■ What you have to do
The records below hold a stretch from the line with "Query: curb" through the line with "Query: ornate metal gate panel"; return exactly those lines, ends included, and nothing more.
*** Block opens ***
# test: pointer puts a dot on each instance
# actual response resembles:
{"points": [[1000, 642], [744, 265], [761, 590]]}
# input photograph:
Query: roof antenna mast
*** Block closes ***
*** Block opens ***
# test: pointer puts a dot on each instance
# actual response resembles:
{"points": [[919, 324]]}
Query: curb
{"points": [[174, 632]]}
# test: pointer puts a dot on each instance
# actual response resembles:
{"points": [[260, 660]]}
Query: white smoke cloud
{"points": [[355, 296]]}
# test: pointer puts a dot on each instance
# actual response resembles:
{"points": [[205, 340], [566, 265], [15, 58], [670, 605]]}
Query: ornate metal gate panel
*** Block closes ***
*** Block opens ***
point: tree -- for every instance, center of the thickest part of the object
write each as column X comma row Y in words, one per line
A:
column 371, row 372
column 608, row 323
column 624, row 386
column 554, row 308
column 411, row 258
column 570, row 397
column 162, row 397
*** Block closes ***
■ Finished exercise
Query: curb
{"points": [[174, 632]]}
# test: pointer puts a dot on each instance
# actual response resembles:
{"points": [[260, 660]]}
Query: white smoke cloud
{"points": [[355, 296]]}
# test: pointer puts a dot on each instance
# actual response resembles:
{"points": [[205, 340], [566, 265], [15, 58], [670, 605]]}
Query: ornate metal gate panel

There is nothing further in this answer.